#### [WORK TO BE COMPLETED]
Rescale the entries below, starting at the line containing "Annotation task — pin every instance of the sky" and ending at the final line of the entries, and give only those lines, requests included. Multiply every coordinate in the answers by 0.75 and round each result to a whole number, with halves rounded up.
═════ THE DATA ═════
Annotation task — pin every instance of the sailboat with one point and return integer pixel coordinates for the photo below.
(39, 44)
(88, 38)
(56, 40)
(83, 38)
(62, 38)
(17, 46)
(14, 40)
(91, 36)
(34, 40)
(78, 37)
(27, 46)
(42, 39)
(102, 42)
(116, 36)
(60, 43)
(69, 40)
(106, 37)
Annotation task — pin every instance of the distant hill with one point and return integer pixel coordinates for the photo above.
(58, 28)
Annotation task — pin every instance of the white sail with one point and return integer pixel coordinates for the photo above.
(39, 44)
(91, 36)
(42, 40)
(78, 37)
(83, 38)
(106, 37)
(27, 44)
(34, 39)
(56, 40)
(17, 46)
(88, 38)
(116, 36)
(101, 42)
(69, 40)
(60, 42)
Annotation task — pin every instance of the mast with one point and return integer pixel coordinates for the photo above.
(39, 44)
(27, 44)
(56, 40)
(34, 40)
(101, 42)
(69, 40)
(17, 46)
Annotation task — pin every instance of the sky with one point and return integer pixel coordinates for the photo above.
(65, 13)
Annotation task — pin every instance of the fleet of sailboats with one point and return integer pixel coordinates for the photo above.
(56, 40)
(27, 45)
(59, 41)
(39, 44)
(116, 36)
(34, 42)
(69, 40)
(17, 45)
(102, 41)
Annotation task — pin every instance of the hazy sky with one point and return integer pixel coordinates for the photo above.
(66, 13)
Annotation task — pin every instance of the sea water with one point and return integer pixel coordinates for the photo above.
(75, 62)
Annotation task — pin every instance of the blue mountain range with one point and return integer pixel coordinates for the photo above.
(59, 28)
═════
#### [RESPONSE]
Annotation task — pin every instance of the sky with one point and return integer pixel coordinates for the photo above.
(49, 10)
Annotation task — pin every instance of the fleet of sailboats with one point and return integer pixel coordinates for the photo above.
(42, 30)
(20, 34)
(44, 31)
(29, 33)
(87, 27)
(26, 32)
(52, 30)
(13, 34)
(77, 31)
Annotation task — pin every instance of the hazy sky with one point and return integer pixel coordinates for the photo above.
(50, 10)
Annotation task — pin every instance of the sea water with one point and return integer pixel coordinates for the photo above.
(56, 47)
Annotation task — pin every instance of the blue mountain range with one point and return integer pixel coordinates for the photo above.
(44, 21)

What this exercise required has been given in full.